▶ LESETEXT
# # # # #
Pfisterer: Ein Börsengang aus dem Bilderbuch

Am 14. Mai 2025 ging Pfisterer an die Börse − seither hat sich der Kurs fast verdreifacht

Unternehmenszentrale in Winterbach; Foto: Pfisterer

Die Zutaten für einen erfolgreichen Börsengang sind im Grunde einfach: Ein gut positioniertes Familienunternehmen in attraktiven Märkten, klare Wachstumsperspektiven und eine plausible Verwendung der IPO-Erlöse. Und entscheidend: Vertrauen des Kapitalmarkts in das Management. Wenn dann noch wie im Fall der Pfisterer Holding SE die Bewertung und das Zeitfenster passen, profitieren alle.

1921 gegründet, ist Pfisterer der Prototyp des technologiegetriebenen industriellen Champions. Das Unternehmen ist heute fokussiert auf Produkte zur Verbindung und Isolation elektrischer Leiter für Schnittstellen in Stromnetzen. Kontinuierlich hohe Aufwendungen für Forschung und Entwicklung sichern den technologischen Vorsprung. Die relevanten Märkte versprechen in den nächsten Jahren zweistelliges Wachstum. Vom Ausbau der erneuerbaren Energien bis zum Energiehunger neuer Rechenzentren: Die Energieinfrastruktur wird erneuert und ausgebaut, der Bedarf an Pfisterer-Produkten wächst stetig.

Erfolgreicher Schritt aufs Parkett

Foto: © GoingPublic Media AG

Am 14. Mai erfolgte der Börsengang mit einem Ausgabepreis von 27 EUR, der erste Kurs lag bei 30 EUR. Brutto sind der Gesellschaft rund 95 Mio. EUR zugeflossen, die nun für die Finanzierung weiteren Wachstums verwendet werden. Schwerpunkte bilden der Ausbau der Fertigungskapazitäten sowie neue Technologien und Produkte, insbesondere in der Hochspannungsgleichstromtechnik. Gelistet ist Pfisterer im Scale-Segment, dem KMU-Wachstumsmarkt der Frankfurter Wertpapierbörse. Dabei bilanziert das Unternehmen nach IFRS, veröffentlicht Quartalsmitteilungen und stellt alle Informationen auch auf Englisch zur Verfügung – der Prime Standard ist in Reichweite. Deshalb gilt Pfisterer bereits jetzt als deutscher Börsengang des Jahres. Seit dem IPO hat sich der Kurs fast verdreifacht, die Marktkapitalisierung liegt inzwischen bei rund 1,3 Mrd. EUR.

Geschäftsjahr 2025: starke Nachfragedynamik

Foto: © Pfisterer

Den Wachstumserwartungen wird Pfisterer im laufenden Geschäftsjahr mehr als gerecht. Im Neumonatszeitraum stiegen der Auftragseingang um 34 %, der Umsatz um 15 % und das EBIT um 34 %. Die Book-to-Bill-Ratio von 1,3 und der Rekordauftragsbestand von 339 Mio. EUR signalisieren weiteres Wachstum. Mittelfristig peilt der Vorstand Erlöse von 665 Mio. bis 735 Mio. EUR bei steigenden Margen an.
# # # # #
▶ AUFGABE
Schreibe den Text über den Pfisterer-Börsengang von "Unternehmenszentrale in Winterbach;" bis "passen, profitieren alle." erneut ab und tausche dabei "Familienunternehmen" gegen "Traditionsunternehmen" aus. Die Einträge haben keinen Bezug zum Text über den Pfisterer-Börsengang.

(Einträge des Datensatzes)
# # # # #
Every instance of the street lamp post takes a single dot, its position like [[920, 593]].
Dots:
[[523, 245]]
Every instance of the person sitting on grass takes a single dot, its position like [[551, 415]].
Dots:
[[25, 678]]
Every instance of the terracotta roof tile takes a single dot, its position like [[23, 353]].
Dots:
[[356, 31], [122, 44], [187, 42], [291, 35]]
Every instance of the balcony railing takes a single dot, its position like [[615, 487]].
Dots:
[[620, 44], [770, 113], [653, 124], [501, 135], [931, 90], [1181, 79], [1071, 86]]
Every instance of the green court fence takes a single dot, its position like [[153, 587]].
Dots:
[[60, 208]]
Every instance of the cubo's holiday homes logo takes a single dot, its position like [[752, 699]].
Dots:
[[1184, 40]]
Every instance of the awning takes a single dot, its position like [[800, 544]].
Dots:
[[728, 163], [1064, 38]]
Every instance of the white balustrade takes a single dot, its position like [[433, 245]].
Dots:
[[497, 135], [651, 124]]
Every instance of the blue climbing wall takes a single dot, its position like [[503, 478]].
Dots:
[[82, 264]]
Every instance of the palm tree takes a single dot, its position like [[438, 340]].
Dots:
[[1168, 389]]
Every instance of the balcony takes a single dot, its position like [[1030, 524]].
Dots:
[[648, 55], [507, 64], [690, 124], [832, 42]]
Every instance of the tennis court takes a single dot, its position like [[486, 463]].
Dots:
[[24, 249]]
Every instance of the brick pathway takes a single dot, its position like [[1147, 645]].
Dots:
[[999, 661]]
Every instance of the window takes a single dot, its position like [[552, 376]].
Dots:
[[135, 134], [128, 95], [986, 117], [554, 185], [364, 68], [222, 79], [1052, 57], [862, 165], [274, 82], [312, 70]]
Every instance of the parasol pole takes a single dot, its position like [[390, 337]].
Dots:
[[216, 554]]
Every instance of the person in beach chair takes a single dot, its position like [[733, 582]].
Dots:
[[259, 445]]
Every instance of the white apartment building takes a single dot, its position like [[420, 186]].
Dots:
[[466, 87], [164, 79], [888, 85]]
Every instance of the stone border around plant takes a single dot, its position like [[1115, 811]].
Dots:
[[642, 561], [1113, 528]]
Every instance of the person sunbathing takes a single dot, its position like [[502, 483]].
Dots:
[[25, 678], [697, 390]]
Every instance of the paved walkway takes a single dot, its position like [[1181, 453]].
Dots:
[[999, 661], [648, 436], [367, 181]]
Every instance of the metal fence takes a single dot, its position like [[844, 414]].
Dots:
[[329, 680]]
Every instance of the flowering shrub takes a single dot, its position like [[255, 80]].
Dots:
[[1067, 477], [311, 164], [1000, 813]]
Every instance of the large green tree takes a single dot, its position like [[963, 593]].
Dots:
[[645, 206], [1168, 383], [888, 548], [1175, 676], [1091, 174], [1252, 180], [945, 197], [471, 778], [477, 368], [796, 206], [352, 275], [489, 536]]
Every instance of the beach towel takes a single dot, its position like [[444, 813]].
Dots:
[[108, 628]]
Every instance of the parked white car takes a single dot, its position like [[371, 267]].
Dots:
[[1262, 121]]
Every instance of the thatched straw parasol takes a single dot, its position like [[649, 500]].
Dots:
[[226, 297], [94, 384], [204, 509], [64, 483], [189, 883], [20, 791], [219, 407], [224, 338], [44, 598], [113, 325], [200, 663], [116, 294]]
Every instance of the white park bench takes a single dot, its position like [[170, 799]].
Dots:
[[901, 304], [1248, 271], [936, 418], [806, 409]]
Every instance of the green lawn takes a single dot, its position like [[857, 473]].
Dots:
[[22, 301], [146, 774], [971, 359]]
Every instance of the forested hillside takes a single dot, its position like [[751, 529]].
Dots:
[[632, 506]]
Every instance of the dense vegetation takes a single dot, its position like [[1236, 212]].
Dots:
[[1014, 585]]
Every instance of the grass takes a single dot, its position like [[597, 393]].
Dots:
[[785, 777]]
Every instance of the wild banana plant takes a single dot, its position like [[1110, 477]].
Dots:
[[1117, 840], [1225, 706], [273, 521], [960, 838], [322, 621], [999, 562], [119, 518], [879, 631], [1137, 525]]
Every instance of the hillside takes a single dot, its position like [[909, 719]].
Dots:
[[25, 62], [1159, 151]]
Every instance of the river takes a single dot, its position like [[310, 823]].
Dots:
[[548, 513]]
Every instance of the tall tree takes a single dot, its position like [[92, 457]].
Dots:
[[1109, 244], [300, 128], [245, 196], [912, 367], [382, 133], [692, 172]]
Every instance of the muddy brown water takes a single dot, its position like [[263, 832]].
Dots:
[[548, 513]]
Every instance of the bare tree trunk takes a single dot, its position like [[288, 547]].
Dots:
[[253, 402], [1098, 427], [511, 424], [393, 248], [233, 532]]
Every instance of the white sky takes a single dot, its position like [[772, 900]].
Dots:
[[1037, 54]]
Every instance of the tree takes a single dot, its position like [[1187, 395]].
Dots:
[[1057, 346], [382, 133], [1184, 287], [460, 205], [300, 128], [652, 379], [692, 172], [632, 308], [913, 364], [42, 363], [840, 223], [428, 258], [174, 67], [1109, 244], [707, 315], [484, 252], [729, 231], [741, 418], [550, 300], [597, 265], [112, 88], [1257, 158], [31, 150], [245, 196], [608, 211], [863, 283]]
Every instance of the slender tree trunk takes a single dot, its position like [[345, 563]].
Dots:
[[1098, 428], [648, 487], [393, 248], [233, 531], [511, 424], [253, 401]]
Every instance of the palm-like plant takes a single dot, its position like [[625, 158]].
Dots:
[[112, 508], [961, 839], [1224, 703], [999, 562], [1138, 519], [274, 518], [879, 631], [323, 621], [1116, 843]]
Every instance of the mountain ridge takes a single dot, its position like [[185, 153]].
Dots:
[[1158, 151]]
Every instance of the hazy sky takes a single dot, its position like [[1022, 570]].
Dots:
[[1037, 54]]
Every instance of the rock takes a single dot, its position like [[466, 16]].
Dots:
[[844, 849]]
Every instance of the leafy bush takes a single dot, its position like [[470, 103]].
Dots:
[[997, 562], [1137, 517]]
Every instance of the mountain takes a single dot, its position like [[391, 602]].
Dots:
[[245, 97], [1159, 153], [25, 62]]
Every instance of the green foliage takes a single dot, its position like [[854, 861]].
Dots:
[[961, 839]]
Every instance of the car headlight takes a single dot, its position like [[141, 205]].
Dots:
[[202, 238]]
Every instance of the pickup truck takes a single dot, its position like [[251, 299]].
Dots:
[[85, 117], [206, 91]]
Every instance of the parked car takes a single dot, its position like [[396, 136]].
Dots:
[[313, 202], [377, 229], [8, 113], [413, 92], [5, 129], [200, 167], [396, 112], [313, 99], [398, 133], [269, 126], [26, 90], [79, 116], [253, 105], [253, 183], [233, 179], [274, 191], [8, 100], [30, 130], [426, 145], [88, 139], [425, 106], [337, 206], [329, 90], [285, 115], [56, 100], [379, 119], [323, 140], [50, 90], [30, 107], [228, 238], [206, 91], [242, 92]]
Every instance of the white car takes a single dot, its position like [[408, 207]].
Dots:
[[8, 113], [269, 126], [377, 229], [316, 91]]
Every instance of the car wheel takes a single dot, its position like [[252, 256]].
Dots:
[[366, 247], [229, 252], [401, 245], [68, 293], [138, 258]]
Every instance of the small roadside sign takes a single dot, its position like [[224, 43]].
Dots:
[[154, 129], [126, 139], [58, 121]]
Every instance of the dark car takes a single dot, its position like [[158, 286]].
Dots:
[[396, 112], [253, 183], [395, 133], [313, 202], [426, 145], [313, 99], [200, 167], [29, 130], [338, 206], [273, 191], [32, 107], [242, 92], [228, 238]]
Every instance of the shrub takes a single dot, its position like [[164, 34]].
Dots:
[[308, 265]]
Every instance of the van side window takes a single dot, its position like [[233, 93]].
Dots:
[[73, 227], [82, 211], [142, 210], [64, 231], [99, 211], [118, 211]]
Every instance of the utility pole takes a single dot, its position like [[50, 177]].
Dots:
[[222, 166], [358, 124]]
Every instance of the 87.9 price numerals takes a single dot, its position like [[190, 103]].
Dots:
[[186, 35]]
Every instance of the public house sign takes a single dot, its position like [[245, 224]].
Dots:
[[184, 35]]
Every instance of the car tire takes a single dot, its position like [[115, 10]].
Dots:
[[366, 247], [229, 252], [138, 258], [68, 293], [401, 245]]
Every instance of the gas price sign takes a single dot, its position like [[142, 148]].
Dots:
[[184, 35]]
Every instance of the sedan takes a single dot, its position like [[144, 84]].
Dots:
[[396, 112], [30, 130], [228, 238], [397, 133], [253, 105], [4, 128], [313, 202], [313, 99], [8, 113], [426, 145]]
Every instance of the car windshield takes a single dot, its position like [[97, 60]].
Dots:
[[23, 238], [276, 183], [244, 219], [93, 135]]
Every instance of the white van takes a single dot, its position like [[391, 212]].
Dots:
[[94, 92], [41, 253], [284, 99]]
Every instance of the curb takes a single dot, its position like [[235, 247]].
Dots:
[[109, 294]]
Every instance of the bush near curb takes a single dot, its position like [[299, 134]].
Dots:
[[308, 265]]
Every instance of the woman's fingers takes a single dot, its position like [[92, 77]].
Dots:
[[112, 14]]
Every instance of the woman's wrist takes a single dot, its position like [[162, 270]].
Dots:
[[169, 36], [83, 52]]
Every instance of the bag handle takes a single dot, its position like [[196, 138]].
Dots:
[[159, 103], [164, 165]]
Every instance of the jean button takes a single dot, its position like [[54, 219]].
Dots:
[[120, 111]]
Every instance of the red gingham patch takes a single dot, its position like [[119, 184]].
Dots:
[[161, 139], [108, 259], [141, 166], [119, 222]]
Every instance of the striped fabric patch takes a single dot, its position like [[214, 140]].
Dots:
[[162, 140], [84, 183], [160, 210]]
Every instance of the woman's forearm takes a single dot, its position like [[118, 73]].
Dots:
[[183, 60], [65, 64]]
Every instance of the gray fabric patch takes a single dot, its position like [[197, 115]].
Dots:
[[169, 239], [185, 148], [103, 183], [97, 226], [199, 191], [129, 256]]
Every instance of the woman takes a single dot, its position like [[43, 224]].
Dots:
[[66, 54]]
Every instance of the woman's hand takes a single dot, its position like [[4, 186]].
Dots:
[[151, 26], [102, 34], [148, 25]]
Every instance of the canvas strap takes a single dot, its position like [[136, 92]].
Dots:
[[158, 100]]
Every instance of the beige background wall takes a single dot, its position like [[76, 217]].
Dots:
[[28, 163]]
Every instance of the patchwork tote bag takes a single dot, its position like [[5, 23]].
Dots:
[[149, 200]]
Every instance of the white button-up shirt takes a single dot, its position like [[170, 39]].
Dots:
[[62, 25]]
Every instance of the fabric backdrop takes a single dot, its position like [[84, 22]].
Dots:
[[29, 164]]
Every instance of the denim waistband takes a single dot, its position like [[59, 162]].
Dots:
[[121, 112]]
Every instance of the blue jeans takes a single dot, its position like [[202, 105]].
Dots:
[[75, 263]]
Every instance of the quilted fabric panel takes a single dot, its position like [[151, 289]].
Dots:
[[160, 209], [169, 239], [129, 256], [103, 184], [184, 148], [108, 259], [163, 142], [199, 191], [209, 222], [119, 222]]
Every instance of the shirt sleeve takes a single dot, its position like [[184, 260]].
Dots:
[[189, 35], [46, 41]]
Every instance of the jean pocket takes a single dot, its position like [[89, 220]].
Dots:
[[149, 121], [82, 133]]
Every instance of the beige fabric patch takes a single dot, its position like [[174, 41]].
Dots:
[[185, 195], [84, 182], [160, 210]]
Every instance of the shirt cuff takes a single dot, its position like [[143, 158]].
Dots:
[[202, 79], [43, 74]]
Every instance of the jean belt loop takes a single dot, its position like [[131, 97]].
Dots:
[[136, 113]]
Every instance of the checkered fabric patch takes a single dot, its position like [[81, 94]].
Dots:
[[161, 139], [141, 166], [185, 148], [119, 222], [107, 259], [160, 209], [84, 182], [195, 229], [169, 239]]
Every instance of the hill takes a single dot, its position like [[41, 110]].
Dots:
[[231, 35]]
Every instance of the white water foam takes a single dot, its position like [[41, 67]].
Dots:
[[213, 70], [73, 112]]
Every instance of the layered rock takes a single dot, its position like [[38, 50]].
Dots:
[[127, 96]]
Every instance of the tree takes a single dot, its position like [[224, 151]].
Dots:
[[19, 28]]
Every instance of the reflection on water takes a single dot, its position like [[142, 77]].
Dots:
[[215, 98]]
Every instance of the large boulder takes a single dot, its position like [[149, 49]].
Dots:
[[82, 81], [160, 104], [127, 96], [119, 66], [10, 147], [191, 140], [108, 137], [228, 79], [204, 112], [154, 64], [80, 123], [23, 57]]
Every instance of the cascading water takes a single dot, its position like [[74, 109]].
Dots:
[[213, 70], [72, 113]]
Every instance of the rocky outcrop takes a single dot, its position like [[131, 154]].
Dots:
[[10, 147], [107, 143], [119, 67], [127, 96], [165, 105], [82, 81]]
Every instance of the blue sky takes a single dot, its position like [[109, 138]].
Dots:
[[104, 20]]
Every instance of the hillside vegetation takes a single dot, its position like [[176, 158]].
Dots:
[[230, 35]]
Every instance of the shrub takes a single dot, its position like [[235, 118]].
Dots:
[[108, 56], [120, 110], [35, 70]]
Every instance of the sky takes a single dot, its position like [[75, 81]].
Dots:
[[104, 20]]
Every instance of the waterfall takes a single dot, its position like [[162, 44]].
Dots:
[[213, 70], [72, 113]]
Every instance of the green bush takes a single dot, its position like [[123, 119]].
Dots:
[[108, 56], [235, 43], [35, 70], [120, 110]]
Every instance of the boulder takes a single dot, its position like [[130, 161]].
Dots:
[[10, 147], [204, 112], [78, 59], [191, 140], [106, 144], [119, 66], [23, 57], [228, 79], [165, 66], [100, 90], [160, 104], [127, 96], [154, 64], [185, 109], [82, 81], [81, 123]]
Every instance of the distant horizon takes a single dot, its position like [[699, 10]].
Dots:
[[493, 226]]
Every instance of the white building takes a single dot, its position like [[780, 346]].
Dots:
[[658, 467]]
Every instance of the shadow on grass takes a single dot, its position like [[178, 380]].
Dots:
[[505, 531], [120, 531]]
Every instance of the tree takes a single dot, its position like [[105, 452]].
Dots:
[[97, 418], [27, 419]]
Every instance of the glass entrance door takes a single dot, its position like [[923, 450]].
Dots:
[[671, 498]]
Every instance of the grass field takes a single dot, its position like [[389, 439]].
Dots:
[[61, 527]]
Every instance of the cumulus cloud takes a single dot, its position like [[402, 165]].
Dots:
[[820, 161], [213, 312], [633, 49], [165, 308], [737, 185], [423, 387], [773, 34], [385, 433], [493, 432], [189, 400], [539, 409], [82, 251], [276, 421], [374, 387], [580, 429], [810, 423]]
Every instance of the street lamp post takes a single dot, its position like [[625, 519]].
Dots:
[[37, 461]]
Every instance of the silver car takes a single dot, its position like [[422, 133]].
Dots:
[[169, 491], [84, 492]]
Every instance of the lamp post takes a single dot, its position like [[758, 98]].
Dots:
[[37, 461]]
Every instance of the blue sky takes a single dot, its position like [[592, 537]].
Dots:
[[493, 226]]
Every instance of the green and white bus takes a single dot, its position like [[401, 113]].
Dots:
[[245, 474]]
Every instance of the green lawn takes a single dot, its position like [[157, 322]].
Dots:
# # # # #
▶ LÖSUNG
Unternehmenszentrale in Winterbach; Foto: Pfisterer

Die Zutaten für einen erfolgreichen Börsengang sind im Grunde einfach: Ein gut positioniertes Traditionsunternehmen in attraktiven Märkten, klare Wachstumsperspektiven und eine plausible Verwendung der IPO-Erlöse. Und entscheidend: Vertrauen des Kapitalmarkts in das Management. Wenn dann noch wie im Fall der Pfisterer Holding SE die Bewertung und das Zeitfenster passen, profitieren alle.